> [Required actions]:
1. The passage on the renin-angiotensin-aldosterone system and kidney disease names several non-hemodynamic processes in which ANG II is engaged. List all of them.
2. From the passage on the renin-angiotensin-aldosterone system and kidney disease, output the part that opens with the words containing "There is now" and closes with "risk for progression.".

> [Supplied passage]:
The group of Jesus Egido were among the first demonstrating that ANG II activates nuclear factor κB (NF-κB;47). NF-κB is a key proinflammatory factor involved in the transcriptional regulation of many genes including MCP-1 and RANTES. Using specific ANG II-receptor antagonists, they showed that ANG II activates NF-κB in vascular smooth muscle cells (VSMC) through AT1 and AT2 receptors 47. NF-κB is strongly activated in double-transgenic rats harboring both human renin and angiotensinogen genes 48. We used an alternative approach to study a potential role of AT2 receptors in NF-κB activation and selectively overexpressed AT1 and AT2 receptors in COS7 cells that do not normally bear ANG II-receptors 49. COS7 cells transfected with an AT2 receptor expression construct demonstrated NF-κB activation after treatment with ANG II49.
Aldosterone as a direct mediator of renal injury
In the traditional concept of the RAAS and renal injury, aldosterone mediates volume-dependent hypertension and contributes through this mechanism indirectly to chronic renal injury50. However, aldosterone exerts, similar as ANG II, directs effects on renal cells that may contribute to progression of renal disease50. Greene and co-workers defined the role of aldosterone in the remnant kidney model51. Combined treatment with ACE-inhibitor and AT1 antagonist totally attenuated renal pathology51. However, infusion of exogenous aldosterone reestablished kidney injury despite ACE-inhibitor and AT1 antagonist treatment51. This strongly indicates that secondary hyperaldosteronism contributes to proteinuria and glomerulosclerosis in this model. Aldosterone also inhibits matrix turover. Interestingly, glomerular osteopontin expression is also upregulated in the deoxycorticosterone acetate (DOCA)-salt model52. Its is currently unclear, however, whether this induction of a chemoattractant is directly mediated by aldosterone or may be rather an effect of systemic hypertension. Observation from animals with cardiac fibrosis clearly revealed that aldosterone increased collagen expression in the heart53, 54. Aldosterone also stimulates collagen type I and III expression in cultured cardiac fibroblasts55, 56. A recent study suggest an important role of aldosterone in the pathogenesis of thrombotic microangiopathy in stroke-prone spontaneously hypertensive rats57.
There is now ample evidence that the RAAS plays a central role in the progression of chronic renal disease. Although hemodynamic effects of ANG II certainly contribute to renal damage, research from the last decade clearly suggest that this vasopeptide is a multifarious cytokine engaged in may non-hemodynamic processes such as growth stimulation, apoptosis, induction of profibrogenic actions, and inflammation. In addition, animal experiments suggest that aldosterone could mediate direct renal injury independent of ANG II. Therefore, it is strongly recommended that ACE-inhibitors therapy should be used in every normotensive and hypertensive patient with clinically evident nephropathy and proteinuria who is at risk for progression.

> [Information shown]:
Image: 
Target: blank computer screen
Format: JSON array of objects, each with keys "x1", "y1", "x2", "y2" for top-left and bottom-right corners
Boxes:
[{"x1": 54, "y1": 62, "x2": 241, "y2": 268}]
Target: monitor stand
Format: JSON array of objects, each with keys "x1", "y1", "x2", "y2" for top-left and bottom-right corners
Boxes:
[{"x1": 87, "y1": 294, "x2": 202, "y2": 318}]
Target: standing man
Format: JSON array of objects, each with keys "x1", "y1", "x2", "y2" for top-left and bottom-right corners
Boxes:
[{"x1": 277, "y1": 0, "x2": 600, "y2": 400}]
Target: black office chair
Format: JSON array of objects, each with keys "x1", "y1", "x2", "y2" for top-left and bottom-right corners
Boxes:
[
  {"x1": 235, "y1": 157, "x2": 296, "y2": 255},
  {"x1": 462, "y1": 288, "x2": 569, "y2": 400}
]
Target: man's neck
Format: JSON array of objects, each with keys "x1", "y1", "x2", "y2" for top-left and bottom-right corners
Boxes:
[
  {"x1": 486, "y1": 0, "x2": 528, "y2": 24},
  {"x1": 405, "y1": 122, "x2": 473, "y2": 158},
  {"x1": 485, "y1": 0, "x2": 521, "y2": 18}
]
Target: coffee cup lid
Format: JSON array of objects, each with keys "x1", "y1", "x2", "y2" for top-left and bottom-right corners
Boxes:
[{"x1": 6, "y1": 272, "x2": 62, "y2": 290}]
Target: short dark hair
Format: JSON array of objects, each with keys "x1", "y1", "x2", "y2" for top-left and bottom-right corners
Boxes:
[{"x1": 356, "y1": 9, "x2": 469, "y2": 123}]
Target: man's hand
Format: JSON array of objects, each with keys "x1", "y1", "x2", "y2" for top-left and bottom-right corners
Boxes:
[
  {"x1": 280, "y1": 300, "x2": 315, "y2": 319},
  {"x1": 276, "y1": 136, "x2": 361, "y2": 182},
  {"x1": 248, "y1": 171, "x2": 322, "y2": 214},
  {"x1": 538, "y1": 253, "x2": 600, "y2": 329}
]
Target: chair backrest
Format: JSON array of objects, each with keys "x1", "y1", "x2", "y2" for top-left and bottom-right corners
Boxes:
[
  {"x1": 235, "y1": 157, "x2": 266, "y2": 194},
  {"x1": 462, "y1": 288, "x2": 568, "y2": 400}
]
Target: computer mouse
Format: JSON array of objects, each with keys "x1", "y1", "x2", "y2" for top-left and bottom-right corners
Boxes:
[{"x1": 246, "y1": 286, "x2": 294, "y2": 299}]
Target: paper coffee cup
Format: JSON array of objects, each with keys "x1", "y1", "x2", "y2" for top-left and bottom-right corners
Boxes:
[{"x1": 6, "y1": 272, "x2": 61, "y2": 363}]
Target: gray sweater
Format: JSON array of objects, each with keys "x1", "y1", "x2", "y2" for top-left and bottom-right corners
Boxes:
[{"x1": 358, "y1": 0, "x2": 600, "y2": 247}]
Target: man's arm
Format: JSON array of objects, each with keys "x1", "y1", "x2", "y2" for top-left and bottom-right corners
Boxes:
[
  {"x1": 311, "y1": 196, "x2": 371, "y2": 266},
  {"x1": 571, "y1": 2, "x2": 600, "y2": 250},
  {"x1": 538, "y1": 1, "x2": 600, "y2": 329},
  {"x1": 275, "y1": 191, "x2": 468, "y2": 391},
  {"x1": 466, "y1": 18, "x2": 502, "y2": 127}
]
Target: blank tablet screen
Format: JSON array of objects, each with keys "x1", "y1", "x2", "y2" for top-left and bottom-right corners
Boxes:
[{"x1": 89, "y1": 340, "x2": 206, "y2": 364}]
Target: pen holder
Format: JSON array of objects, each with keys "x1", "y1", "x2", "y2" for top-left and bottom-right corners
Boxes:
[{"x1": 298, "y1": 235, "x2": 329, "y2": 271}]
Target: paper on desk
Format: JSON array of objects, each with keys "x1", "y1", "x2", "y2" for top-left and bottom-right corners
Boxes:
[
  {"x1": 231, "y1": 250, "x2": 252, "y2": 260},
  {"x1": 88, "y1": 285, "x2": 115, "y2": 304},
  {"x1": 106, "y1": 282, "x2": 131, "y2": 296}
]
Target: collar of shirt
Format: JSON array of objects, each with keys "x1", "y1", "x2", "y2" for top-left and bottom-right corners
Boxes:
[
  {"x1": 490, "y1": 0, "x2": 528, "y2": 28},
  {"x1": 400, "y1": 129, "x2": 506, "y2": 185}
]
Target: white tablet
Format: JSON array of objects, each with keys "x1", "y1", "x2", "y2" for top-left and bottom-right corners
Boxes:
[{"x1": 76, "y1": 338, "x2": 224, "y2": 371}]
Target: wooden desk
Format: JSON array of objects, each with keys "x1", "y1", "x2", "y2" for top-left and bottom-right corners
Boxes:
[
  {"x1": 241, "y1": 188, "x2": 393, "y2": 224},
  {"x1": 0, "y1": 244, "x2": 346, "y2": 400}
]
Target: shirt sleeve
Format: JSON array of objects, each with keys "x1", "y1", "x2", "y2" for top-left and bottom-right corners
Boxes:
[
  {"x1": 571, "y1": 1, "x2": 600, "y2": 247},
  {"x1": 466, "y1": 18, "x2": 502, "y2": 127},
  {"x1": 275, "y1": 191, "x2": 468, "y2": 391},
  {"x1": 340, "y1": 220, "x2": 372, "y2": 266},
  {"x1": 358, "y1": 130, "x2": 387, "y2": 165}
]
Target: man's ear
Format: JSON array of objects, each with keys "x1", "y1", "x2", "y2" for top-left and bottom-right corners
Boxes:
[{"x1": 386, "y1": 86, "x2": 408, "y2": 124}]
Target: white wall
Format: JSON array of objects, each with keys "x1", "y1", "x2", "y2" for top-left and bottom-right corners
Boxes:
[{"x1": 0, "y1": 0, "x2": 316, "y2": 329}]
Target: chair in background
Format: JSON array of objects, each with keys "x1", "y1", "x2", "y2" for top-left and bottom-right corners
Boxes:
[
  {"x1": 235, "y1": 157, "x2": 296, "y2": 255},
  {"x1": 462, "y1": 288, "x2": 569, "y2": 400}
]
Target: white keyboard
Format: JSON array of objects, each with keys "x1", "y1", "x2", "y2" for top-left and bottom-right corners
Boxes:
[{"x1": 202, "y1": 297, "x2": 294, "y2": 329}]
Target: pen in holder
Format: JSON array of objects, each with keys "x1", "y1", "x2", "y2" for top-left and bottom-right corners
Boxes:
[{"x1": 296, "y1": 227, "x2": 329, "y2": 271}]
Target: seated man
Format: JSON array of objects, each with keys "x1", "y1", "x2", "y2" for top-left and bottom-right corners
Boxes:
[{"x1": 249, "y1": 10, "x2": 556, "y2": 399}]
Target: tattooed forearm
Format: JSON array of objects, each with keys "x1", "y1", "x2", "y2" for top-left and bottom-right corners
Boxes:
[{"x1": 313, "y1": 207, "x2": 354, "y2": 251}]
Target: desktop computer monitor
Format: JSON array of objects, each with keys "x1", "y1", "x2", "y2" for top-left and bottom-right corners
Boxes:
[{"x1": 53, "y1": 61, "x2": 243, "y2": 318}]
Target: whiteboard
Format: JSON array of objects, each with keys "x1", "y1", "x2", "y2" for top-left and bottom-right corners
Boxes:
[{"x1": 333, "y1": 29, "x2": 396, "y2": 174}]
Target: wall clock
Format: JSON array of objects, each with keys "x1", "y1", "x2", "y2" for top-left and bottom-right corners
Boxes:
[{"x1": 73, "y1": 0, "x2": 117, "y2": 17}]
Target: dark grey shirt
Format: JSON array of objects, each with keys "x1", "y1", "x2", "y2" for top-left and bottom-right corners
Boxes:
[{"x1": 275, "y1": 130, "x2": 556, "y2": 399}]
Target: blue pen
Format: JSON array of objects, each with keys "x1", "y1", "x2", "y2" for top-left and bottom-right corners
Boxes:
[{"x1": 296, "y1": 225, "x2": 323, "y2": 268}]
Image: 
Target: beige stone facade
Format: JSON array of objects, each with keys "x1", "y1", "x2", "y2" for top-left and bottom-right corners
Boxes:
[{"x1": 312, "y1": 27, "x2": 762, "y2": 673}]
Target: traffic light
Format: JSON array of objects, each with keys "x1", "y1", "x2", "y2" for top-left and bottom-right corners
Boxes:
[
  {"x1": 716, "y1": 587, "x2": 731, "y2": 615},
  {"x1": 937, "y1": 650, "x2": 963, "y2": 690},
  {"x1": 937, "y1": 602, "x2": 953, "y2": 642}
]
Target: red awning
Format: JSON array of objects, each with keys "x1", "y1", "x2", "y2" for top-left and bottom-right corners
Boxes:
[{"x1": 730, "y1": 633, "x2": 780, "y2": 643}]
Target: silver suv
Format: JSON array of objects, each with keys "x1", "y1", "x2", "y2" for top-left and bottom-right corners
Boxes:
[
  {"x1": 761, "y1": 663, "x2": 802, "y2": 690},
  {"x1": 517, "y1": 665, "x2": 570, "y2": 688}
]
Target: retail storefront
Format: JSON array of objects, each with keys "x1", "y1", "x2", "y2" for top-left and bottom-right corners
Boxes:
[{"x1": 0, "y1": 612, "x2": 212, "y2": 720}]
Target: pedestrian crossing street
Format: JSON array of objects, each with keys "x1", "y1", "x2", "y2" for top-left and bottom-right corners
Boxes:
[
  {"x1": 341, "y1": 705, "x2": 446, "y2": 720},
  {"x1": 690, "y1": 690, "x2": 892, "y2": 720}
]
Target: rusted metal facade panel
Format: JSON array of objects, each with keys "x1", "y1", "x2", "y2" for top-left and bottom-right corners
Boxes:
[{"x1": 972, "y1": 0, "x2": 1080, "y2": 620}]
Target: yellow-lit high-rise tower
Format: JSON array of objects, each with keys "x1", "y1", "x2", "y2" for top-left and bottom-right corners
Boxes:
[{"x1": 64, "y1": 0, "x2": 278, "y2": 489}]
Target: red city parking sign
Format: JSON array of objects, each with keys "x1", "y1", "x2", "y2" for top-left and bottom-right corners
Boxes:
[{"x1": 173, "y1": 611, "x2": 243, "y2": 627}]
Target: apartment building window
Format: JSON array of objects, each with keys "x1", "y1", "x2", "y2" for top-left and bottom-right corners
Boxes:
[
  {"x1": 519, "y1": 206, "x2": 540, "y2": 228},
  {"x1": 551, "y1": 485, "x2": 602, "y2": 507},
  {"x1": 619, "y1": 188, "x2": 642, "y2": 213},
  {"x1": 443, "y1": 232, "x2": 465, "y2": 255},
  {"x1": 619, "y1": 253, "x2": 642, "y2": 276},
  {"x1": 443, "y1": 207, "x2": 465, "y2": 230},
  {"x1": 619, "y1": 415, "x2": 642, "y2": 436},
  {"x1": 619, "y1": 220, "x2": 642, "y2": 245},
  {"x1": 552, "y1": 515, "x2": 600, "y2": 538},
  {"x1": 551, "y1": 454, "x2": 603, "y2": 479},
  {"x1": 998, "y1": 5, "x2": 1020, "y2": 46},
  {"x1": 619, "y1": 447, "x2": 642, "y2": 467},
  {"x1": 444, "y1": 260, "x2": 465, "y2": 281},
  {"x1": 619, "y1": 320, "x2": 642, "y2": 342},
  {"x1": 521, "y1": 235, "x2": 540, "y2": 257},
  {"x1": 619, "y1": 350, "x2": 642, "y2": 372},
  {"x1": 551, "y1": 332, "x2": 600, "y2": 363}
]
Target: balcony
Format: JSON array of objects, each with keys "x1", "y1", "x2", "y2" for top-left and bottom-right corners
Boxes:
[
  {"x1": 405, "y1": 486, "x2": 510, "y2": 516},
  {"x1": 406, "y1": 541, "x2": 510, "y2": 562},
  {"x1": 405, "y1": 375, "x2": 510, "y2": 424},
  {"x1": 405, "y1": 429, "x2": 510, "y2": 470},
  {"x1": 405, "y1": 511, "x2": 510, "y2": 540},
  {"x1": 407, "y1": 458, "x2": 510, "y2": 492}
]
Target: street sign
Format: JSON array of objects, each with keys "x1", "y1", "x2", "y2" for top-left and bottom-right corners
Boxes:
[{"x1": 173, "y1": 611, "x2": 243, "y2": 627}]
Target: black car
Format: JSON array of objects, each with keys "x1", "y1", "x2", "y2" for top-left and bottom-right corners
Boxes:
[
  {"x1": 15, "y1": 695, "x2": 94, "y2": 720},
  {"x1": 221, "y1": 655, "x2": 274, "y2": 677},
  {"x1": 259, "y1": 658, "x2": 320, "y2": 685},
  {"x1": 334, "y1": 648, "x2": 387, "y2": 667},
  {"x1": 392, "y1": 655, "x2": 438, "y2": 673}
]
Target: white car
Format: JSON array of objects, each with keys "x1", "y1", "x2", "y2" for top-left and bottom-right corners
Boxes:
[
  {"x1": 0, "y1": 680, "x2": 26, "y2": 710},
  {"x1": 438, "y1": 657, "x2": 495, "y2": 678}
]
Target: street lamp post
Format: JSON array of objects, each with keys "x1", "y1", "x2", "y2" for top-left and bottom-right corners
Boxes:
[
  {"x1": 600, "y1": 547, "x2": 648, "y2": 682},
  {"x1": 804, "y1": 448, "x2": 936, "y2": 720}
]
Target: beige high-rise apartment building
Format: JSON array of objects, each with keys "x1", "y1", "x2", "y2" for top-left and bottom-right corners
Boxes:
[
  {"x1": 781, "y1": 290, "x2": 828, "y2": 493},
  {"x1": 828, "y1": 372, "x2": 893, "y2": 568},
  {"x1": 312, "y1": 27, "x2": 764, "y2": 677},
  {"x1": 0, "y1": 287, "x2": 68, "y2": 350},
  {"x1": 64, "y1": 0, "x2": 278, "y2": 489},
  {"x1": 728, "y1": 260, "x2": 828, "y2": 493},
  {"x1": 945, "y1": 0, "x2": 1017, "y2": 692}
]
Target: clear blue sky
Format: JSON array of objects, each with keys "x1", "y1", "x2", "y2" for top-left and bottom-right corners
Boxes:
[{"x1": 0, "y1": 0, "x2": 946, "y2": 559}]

> [Task answers]:
1.
- growth stimulation
- apoptosis
- induction of profibrogenic actions
- inflammation

2.
There is now ample evidence that the RAAS plays a central role in the progression of chronic renal disease. Although hemodynamic effects of ANG II certainly contribute to renal damage, research from the last decade clearly suggest that this vasopeptide is a multifarious cytokine engaged in may non-hemodynamic processes such as growth stimulation, apoptosis, induction of profibrogenic actions, and inflammation. In addition, animal experiments suggest that aldosterone could mediate direct renal injury independent of ANG II. Therefore, it is strongly recommended that ACE-inhibitors therapy should be used in every normotensive and hypertensive patient with clinically evident nephropathy and proteinuria who is at risk for progression.